[Location annotation dataset excerpts]

______________________________

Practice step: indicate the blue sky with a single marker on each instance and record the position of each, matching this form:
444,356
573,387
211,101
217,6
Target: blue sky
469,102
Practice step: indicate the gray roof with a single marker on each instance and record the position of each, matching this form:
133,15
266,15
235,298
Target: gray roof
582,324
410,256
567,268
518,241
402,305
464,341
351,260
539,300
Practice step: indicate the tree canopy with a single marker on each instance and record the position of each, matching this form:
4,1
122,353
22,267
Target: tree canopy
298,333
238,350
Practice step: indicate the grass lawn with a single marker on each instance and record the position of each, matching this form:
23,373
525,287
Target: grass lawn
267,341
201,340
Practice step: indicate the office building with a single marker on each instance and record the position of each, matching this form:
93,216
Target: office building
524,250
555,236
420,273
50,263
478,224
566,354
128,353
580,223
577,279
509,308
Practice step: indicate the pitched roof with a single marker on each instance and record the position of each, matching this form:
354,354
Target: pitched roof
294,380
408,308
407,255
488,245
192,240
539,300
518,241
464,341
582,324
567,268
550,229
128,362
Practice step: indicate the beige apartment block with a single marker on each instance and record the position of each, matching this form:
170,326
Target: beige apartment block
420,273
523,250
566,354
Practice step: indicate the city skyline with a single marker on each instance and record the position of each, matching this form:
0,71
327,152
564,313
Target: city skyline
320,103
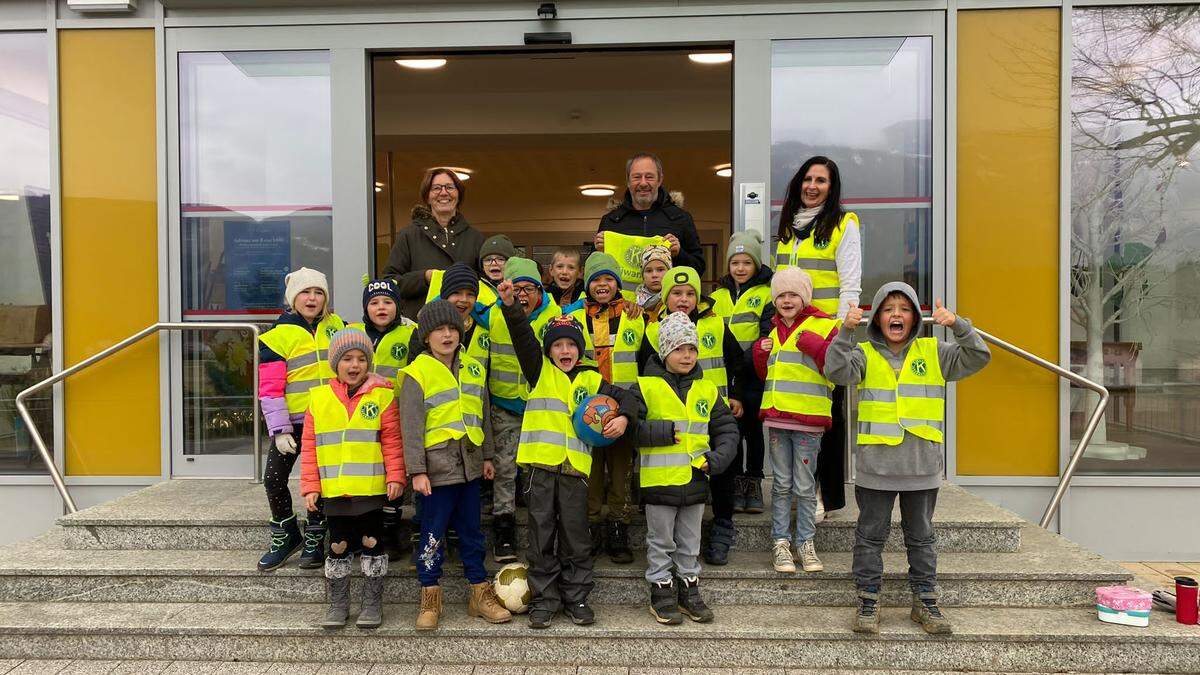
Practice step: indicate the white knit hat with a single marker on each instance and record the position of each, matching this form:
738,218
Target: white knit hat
675,332
299,280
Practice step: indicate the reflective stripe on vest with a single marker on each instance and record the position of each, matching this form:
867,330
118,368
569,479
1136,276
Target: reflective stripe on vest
628,250
795,383
485,296
454,406
391,353
916,402
744,315
711,330
306,356
547,434
625,344
349,455
671,465
505,380
821,263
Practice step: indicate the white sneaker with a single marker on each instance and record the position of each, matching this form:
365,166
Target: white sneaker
783,556
809,560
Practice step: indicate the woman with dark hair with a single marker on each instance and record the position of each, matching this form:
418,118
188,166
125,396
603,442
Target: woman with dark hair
438,237
817,236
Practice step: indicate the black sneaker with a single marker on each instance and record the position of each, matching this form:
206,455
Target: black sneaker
540,617
580,613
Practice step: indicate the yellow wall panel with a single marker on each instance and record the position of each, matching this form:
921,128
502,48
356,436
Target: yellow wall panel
1008,126
109,248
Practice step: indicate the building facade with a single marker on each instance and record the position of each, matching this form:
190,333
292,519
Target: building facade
1030,162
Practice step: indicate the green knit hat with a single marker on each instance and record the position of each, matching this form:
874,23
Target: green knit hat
522,269
681,275
748,242
600,263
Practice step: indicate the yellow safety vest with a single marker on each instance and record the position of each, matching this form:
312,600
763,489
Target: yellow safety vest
711,330
547,432
916,402
821,263
505,380
454,406
628,250
349,455
625,344
307,358
744,315
671,465
485,297
793,383
391,354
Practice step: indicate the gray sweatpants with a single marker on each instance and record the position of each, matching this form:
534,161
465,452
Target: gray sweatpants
505,435
672,541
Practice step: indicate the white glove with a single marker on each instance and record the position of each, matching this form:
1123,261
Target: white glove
285,443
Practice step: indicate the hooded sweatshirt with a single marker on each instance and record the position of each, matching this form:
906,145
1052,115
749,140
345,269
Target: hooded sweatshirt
916,464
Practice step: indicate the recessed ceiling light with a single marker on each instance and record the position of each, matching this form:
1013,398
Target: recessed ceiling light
711,58
598,190
421,64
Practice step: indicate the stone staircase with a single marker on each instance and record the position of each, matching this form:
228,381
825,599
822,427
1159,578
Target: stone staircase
168,573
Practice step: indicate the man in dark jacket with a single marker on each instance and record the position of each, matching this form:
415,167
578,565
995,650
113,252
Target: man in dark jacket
648,210
683,413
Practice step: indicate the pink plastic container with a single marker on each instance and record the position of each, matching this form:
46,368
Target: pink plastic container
1123,604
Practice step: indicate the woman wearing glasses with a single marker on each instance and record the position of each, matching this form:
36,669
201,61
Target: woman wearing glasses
438,237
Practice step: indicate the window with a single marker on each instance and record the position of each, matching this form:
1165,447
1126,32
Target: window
256,202
1135,234
24,245
867,103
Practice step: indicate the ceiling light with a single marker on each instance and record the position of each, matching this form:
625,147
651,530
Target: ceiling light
711,58
421,64
598,190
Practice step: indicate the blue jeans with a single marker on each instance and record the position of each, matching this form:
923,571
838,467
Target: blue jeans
451,506
793,465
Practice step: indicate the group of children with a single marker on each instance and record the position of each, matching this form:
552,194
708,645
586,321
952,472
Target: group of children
489,376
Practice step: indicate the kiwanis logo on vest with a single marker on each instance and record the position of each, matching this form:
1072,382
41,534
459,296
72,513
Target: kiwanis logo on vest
370,410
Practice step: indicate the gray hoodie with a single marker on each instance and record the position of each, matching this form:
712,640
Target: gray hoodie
916,464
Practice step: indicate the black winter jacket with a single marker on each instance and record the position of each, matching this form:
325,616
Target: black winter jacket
664,217
723,438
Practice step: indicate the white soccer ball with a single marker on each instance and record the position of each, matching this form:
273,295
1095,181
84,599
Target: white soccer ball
513,586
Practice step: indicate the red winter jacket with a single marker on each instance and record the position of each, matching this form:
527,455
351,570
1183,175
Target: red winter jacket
389,436
809,342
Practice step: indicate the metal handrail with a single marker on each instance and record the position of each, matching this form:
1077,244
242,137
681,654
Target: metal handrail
1092,422
55,475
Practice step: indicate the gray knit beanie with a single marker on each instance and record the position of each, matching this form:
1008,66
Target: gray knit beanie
436,315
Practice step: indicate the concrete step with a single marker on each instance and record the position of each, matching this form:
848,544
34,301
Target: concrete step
232,515
1009,640
1048,571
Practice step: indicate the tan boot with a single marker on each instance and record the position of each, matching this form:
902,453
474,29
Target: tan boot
485,603
431,608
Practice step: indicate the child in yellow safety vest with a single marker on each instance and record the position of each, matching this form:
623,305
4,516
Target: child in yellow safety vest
448,449
390,335
612,335
901,414
685,432
557,463
797,408
352,459
292,362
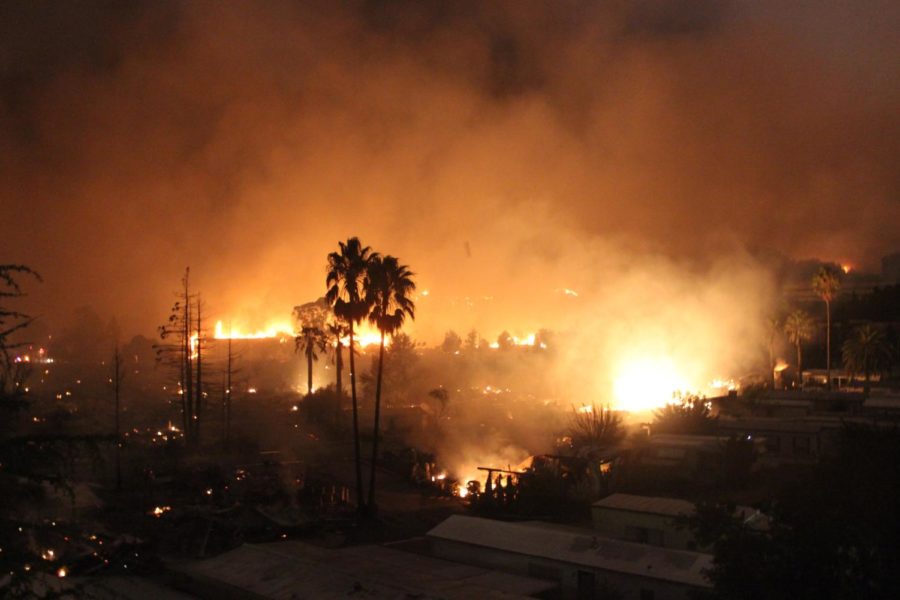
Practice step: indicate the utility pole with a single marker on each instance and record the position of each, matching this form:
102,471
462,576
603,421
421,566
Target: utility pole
117,378
226,398
199,399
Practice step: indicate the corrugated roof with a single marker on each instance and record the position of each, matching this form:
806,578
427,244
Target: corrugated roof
294,570
584,548
671,507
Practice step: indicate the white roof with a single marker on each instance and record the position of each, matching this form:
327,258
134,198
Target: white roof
294,570
577,547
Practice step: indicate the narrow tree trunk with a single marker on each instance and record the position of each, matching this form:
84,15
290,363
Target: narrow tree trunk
187,388
828,342
339,366
226,402
373,509
199,396
118,374
309,351
772,364
360,502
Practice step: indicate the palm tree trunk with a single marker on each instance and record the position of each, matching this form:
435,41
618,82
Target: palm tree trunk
339,366
199,388
372,507
360,503
828,342
118,374
309,352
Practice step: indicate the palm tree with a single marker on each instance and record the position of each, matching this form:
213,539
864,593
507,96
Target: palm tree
389,288
866,351
336,332
308,341
346,295
798,327
773,327
691,416
826,284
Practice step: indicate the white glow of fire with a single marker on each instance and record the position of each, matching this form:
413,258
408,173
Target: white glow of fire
364,334
647,383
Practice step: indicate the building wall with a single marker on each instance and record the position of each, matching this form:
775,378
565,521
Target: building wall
644,528
569,576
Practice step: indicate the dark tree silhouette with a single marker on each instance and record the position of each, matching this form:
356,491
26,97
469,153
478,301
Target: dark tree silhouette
826,284
346,295
310,341
866,351
691,415
798,327
389,289
185,326
593,430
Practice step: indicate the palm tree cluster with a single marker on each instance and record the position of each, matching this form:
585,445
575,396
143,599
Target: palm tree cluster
363,284
826,284
866,351
691,416
799,328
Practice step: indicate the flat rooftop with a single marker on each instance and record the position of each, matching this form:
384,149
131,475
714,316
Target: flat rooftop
295,570
577,547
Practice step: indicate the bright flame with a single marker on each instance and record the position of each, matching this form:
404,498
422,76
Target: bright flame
274,330
364,334
647,384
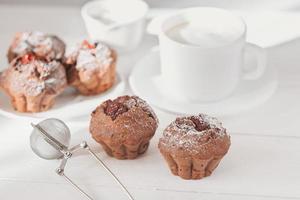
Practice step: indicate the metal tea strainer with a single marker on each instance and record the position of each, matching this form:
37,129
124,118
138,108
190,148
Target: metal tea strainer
50,140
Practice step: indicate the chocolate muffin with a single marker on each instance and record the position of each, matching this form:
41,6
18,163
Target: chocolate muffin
91,68
48,47
193,146
124,126
33,83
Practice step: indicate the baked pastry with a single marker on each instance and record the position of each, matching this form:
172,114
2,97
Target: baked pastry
91,68
33,83
48,47
193,146
124,126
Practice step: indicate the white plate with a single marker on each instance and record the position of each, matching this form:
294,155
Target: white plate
69,105
145,82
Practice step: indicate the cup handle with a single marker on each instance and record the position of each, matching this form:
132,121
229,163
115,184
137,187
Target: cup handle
261,62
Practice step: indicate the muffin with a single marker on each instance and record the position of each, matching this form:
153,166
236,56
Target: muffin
33,83
194,146
91,68
48,47
124,126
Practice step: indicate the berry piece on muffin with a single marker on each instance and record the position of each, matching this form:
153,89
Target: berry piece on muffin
33,83
45,46
194,146
124,126
91,67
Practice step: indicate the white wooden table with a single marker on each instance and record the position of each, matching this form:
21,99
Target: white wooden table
263,161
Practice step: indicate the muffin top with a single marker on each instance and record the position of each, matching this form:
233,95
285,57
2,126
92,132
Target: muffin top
32,76
126,119
200,136
43,45
120,105
90,56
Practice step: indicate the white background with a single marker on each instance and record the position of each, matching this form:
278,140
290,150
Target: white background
263,161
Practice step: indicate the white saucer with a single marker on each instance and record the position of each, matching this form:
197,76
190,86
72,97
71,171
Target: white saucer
69,105
145,82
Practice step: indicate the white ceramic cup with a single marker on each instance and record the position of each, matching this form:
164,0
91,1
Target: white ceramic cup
121,24
206,72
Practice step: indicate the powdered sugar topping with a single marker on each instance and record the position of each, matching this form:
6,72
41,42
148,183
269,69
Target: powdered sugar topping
183,133
30,40
35,77
94,58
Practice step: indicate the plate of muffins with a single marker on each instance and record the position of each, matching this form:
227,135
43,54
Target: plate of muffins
42,80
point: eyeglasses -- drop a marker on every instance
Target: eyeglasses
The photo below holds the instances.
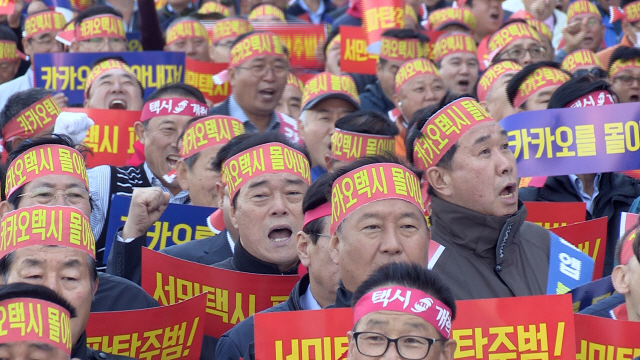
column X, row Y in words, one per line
column 409, row 347
column 597, row 73
column 279, row 71
column 45, row 196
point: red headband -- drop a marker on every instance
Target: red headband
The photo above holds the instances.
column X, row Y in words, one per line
column 52, row 323
column 408, row 301
column 173, row 106
column 445, row 128
column 46, row 225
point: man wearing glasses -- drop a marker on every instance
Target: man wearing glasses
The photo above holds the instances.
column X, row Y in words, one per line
column 397, row 314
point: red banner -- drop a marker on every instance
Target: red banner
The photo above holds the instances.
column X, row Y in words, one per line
column 112, row 136
column 167, row 332
column 199, row 74
column 354, row 57
column 600, row 338
column 232, row 295
column 554, row 214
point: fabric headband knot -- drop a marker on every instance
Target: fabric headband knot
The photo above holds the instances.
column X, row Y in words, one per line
column 32, row 121
column 541, row 78
column 173, row 106
column 492, row 74
column 208, row 132
column 43, row 22
column 52, row 323
column 453, row 44
column 411, row 69
column 45, row 160
column 187, row 29
column 100, row 26
column 366, row 184
column 402, row 49
column 350, row 146
column 269, row 158
column 408, row 301
column 46, row 225
column 445, row 128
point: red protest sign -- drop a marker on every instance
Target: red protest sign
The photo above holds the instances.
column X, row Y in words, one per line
column 111, row 138
column 618, row 341
column 554, row 214
column 199, row 74
column 354, row 57
column 167, row 332
column 232, row 295
column 304, row 42
column 326, row 339
column 532, row 327
column 590, row 237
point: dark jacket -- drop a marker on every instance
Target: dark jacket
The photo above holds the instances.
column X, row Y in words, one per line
column 489, row 256
column 234, row 344
column 616, row 193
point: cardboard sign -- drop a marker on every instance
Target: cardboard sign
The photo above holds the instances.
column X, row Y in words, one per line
column 326, row 339
column 600, row 338
column 67, row 72
column 554, row 214
column 590, row 237
column 584, row 140
column 178, row 224
column 167, row 332
column 111, row 138
column 354, row 57
column 232, row 295
column 199, row 74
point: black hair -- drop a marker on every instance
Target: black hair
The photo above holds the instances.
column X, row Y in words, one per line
column 522, row 75
column 409, row 275
column 38, row 292
column 576, row 88
column 367, row 122
column 19, row 102
column 316, row 196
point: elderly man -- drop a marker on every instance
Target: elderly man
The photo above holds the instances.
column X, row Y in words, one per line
column 326, row 98
column 473, row 186
column 417, row 335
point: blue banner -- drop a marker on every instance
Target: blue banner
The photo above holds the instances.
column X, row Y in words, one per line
column 583, row 140
column 177, row 225
column 568, row 267
column 67, row 72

______________________________

Reproduce the data verbatim, from the line containing "Practice step: indicate the white background" through the line containing "column 45, row 196", including both of those lines. Leave any pictures out of your output.

## Final result
Practice step: indicate the white background with a single marker on each instance and record the position of each, matching this form:
278,140
290,150
Target: white background
263,161
Practice step: indicate the white saucer with a single marker on each instance and record the position of each, matching this form:
197,76
190,86
72,97
71,171
Target: white saucer
69,105
145,82
Practice step: indicate the white ceramic cup with a single marker on each instance and record the position of each, matching this form:
164,0
91,1
Target: white ceramic cup
121,24
206,72
Practice step: indicate the powdered sugar topping with a single marker on each instance and record the position of each, matching this form:
6,72
41,42
148,183
269,69
Target: powdered sugar topping
183,133
30,40
35,77
94,58
Practice step: indicate the plate of muffins with a single marker on each instance and record the position of each, matching this form:
227,135
43,54
Target: plate of muffins
42,80
point: eyeglasses -- drop a marker on every instance
Target: eyeglasses
The photo below holds the instances.
column X, row Y in words, one per line
column 409, row 347
column 597, row 73
column 279, row 71
column 45, row 196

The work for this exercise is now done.